Instrucción 1:
Transcribe sin cambios las filas de anotación desde el comienzo hasta la línea que contiene "280;196;506;206", ambas incluidas.

Fragmento de texto:

Oba, como sabrán algunos, es un soberano y sacerdote de los pueblos Yorubá, tribus que, originarias de unos territorios ubicados entre las regiones del Chad y el Alto Egipto, florecerían como cultura alrededor del siglo XII en el África Occidental, especialmente en la ciudad santa de Ife y bajo los auspicios de la religión de Ifa, al suroeste de Nigeria.

Barack Obama no es soberano, es senador demócrata y aspira a presidente, pero un senador estadounidense, por no hablar de un presidente, tiene muchísimo más poder de lo que jamás soñó tener ninguno de los orgullosos reyezuelos de los predios Yorubá.

Instrucción 2:
Indica si cada enunciado concuerda con el fragmento de texto; responde sí o no y cita literalmente las palabras que lo deciden. (a) Los pueblos Yorubá florecieron como cultura alrededor del siglo XII. (b) Barack Obama ya es presidente. (c) La ciudad santa de Ife se sitúa al sureste de Nigeria.

Entradas de anotación de cuadros delimitadores:
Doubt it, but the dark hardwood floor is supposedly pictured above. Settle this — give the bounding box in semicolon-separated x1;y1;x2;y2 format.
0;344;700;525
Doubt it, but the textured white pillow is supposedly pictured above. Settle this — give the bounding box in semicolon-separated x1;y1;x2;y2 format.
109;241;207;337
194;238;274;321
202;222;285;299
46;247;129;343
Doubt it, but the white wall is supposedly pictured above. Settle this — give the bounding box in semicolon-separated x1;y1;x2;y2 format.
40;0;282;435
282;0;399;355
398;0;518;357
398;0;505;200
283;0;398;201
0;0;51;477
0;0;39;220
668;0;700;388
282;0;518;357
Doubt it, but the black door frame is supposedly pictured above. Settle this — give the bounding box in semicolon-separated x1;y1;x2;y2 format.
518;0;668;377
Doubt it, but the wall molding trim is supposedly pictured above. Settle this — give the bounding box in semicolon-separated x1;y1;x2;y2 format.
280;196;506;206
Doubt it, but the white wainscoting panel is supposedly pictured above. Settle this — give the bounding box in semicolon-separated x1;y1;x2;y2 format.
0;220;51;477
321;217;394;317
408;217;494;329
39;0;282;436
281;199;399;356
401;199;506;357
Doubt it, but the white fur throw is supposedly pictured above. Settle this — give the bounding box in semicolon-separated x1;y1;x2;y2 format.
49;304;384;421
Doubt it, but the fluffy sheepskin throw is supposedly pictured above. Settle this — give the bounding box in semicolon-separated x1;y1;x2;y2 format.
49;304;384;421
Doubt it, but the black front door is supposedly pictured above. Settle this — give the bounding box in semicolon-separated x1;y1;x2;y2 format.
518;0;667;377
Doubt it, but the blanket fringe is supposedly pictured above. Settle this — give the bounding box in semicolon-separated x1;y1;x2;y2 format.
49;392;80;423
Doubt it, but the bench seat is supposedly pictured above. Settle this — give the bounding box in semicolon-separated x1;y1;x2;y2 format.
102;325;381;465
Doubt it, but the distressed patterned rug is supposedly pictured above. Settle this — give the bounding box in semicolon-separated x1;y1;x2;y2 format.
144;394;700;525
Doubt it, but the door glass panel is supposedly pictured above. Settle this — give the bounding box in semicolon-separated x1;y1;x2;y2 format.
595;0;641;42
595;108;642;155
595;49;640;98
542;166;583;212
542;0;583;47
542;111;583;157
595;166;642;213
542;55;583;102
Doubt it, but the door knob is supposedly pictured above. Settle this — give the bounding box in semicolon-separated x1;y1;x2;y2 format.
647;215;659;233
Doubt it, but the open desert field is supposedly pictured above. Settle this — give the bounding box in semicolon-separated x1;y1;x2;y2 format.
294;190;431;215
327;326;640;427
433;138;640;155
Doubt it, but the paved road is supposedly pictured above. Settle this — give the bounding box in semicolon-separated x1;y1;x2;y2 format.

Salida completa 1:
Doubt it, but the dark hardwood floor is supposedly pictured above. Settle this — give the bounding box in semicolon-separated x1;y1;x2;y2 format.
0;344;700;525
Doubt it, but the textured white pillow is supposedly pictured above. Settle this — give the bounding box in semicolon-separated x1;y1;x2;y2 format.
109;241;207;337
194;238;274;321
202;222;285;299
46;247;129;343
Doubt it, but the white wall is supposedly pictured above. Settle this — give the bounding box in semicolon-separated x1;y1;x2;y2 format.
40;0;282;435
282;0;399;355
398;0;518;357
398;0;505;200
283;0;398;201
0;0;51;477
0;0;39;220
668;0;700;388
282;0;518;357
Doubt it, but the black door frame is supposedly pictured above. Settle this — give the bounding box in semicolon-separated x1;y1;x2;y2 format.
518;0;668;377
Doubt it, but the wall molding trim is supposedly pictured above. Settle this — give the bounding box in semicolon-separated x1;y1;x2;y2 format.
280;196;506;206

Salida completa 2:
(a) Sí: «florecerían como cultura alrededor del siglo XII en el África Occidental».
(b) No: «es senador demócrata y aspira a presidente».
(c) No: «al suroeste de Nigeria».